Short problem
Could you write out each item below word for word, leaving out the pictures?

Material provided

----------------------------------------

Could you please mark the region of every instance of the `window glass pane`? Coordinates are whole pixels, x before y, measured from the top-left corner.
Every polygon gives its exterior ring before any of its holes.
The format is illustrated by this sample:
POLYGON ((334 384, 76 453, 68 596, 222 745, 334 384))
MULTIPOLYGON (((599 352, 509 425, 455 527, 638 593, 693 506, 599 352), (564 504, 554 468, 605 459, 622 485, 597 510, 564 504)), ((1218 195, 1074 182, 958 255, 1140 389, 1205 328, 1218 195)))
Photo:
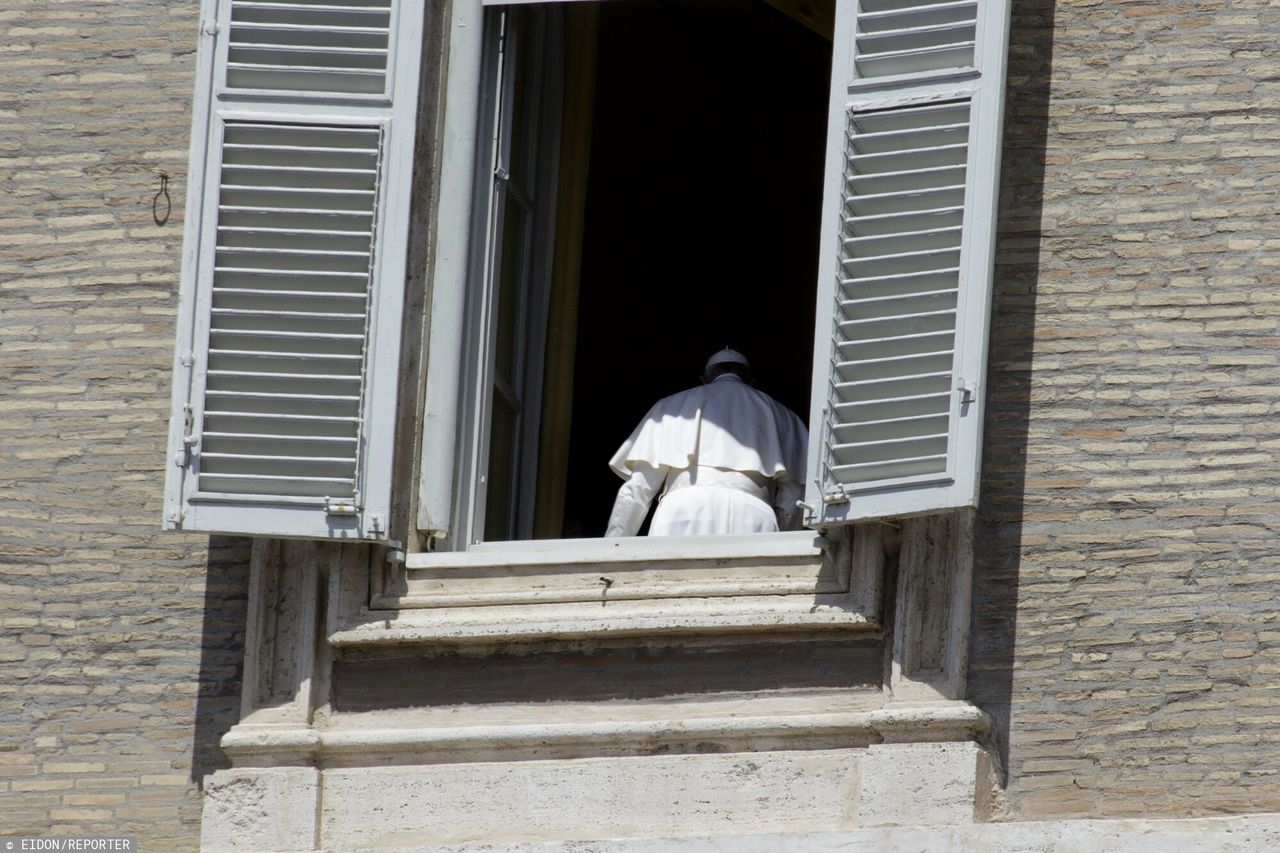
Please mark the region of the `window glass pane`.
POLYGON ((525 223, 529 215, 507 193, 503 214, 500 269, 498 270, 498 328, 494 341, 494 370, 509 384, 516 380, 516 353, 522 350, 517 318, 521 314, 520 279, 525 268, 525 223))
POLYGON ((511 538, 511 505, 516 474, 516 410, 500 392, 495 391, 489 438, 488 492, 485 494, 484 538, 488 542, 511 538))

----------------------------------------

Correct output
Could you please mark the region of every instance of the `window glass pane`? Coordinates are whole pixels, x before y, measured from the top-left corner.
Every polygon gives its exterior ring before any of its holes.
The format is illustrated by this sample:
POLYGON ((334 384, 76 453, 68 596, 222 745, 334 384))
MULTIPOLYGON (((599 352, 509 425, 455 527, 638 593, 693 506, 599 352), (564 504, 554 468, 605 459, 622 485, 597 510, 564 504)), ((1218 195, 1074 182, 958 255, 1140 389, 1205 328, 1218 195)))
Photo:
Please mark the region of the `window glass pane`.
POLYGON ((525 223, 529 215, 507 193, 503 214, 500 269, 498 270, 498 328, 494 341, 494 370, 509 384, 516 380, 516 353, 522 350, 517 318, 521 314, 520 279, 525 268, 525 223))
POLYGON ((511 538, 511 505, 516 474, 516 410, 500 392, 495 391, 489 438, 488 492, 485 494, 484 538, 488 542, 511 538))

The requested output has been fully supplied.